#### Work request
What is needed here is an exact copy of every record below.

[[ Data excerpts open ]]

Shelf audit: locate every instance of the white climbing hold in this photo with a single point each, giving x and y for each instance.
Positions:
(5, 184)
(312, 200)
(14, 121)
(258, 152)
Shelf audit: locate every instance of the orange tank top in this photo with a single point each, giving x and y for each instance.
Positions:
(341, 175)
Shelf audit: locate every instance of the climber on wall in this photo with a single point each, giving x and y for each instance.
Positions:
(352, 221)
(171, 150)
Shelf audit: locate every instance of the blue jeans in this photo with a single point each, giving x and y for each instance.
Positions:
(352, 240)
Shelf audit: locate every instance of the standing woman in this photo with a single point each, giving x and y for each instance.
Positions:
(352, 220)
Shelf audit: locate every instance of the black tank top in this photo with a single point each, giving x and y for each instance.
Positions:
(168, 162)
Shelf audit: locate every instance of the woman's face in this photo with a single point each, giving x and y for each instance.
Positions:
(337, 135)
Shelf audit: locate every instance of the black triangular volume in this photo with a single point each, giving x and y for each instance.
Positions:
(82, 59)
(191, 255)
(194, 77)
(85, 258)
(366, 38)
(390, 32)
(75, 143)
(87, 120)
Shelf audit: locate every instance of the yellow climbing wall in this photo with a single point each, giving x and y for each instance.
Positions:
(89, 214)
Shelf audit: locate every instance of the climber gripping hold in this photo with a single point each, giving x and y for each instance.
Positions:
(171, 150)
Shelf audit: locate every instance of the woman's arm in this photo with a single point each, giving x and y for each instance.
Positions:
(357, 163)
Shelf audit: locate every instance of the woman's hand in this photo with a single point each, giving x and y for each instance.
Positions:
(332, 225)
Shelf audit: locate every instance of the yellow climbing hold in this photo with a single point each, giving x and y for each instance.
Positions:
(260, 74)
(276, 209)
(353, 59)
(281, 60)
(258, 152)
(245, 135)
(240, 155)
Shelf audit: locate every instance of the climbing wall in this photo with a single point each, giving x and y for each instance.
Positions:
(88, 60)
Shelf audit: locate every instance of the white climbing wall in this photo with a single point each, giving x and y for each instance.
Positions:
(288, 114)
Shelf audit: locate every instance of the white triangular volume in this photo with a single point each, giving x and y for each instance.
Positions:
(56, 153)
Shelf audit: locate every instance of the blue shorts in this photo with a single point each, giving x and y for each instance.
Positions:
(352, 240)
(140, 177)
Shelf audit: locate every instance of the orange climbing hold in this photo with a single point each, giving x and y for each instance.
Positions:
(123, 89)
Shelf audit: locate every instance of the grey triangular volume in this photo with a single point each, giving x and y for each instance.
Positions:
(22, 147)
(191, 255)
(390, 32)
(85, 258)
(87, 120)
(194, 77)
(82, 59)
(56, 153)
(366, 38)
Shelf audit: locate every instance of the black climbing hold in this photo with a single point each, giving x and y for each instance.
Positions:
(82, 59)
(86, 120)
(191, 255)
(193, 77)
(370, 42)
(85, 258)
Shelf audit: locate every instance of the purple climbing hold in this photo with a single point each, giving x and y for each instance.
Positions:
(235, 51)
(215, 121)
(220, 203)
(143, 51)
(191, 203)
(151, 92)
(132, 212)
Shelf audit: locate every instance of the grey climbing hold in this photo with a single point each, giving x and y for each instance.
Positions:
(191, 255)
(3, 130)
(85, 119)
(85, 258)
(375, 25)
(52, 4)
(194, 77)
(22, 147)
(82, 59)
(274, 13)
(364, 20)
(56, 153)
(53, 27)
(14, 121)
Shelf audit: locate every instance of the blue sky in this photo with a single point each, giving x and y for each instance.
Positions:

[[ Data excerpts closed ]]

#### Output below
Shelf audit: locate every instance of the white climbing hold in this photo with a single point each, giving x and y for each instance.
Positions:
(5, 184)
(312, 200)
(14, 121)
(258, 152)
Shelf audit: locate every instance of the orange tank top in this photo with a single point each, giving x and y for each instance.
Positions:
(341, 175)
Shelf audit: locate every instance of the climber on wall in this photo with a single point each, giving x and y for each instance.
Positions:
(352, 221)
(171, 150)
Shelf audit: locate every instance of the blue jeans in this photo with a single point each, giving x and y for each instance.
Positions:
(352, 240)
Shelf audit: locate every instance of the standing woman in this photo with a single point each, giving x and y for each instance.
Positions:
(352, 220)
Shelf audit: locate every instance of the black tank top in this photo with a single point each, giving x and y for each instance.
Positions:
(168, 162)
Shelf audit: locate every instance of the woman's face in this photo with a single point each, giving x and y for each instance.
Positions:
(337, 135)
Shelf audit: locate every instance of the black triangular volume in this photo with a single point each, giving x and y for each instance.
Positions:
(82, 59)
(191, 255)
(194, 77)
(85, 258)
(366, 38)
(390, 32)
(75, 143)
(87, 120)
Shelf audit: locate every instance of the yellow climbing wall in this photo with a single point each, giving x and y for each instance.
Positions:
(89, 214)
Shelf audit: locate every instance of the climber gripping hold in this photo with a single point each, giving x and y for each instance.
Positions:
(171, 150)
Shelf audit: locate every instance of the woman's arm in this photo with a single point each, giving x and y for each instance.
Positions:
(357, 163)
Shelf audit: locate every instance of the woman's hand in this photo with a single point each, giving x and y for each instance.
Positions:
(332, 225)
Shelf audit: locate every instance of the yellow climbing hold in this photo with a single point each, giving x and y for each instance.
Positions:
(260, 74)
(276, 209)
(353, 59)
(281, 60)
(258, 152)
(245, 135)
(240, 155)
Shelf audit: locate every instance of the climbing wall in this photo with a single point each, giving x and y for each instance.
Positions:
(88, 60)
Shelf audit: locate every instance of the white climbing wall in this photo with a single point each, giving x and y for each instance.
Positions:
(288, 114)
Shelf audit: locate every instance of the white triangular volume in this photo with a single point each, giving x and y for each instance.
Positions:
(56, 153)
Shelf audit: locate every instance of the blue shorts in this photo with a single point each, giving x and y for each instance.
Positions:
(352, 240)
(140, 177)
Shelf audit: locate every instance of the orange climbing hold in this photo with a single point each, giving x and y for each instance.
Positions:
(123, 89)
Shelf audit: locate every instance of the grey triangular volume in this photo with a single point each, giving x and y for each instance.
Positions:
(22, 147)
(191, 255)
(390, 32)
(85, 258)
(87, 120)
(194, 77)
(82, 59)
(56, 153)
(366, 38)
Shelf audit: locate every instance of the black climbing hold in this photo with a single point each, giving x and y for each instance.
Positions:
(82, 59)
(86, 120)
(191, 255)
(193, 77)
(370, 42)
(85, 258)
Shelf audit: locate every instance of the purple climbing hold in this photo with a single point each, giving x and y for each instance.
Positions:
(235, 51)
(215, 121)
(220, 203)
(143, 51)
(191, 203)
(151, 92)
(132, 212)
Shelf audit: locate every instance of the grey climbing hold in this photo with a single point each, giving x and y for each instance.
Positions:
(191, 255)
(3, 130)
(85, 119)
(85, 258)
(375, 25)
(52, 4)
(194, 77)
(22, 147)
(82, 59)
(274, 13)
(364, 20)
(56, 153)
(53, 27)
(14, 121)
Shelf audit: locate every instance of the blue sky in this photo with a single point each, giving x and y for each instance.
Positions:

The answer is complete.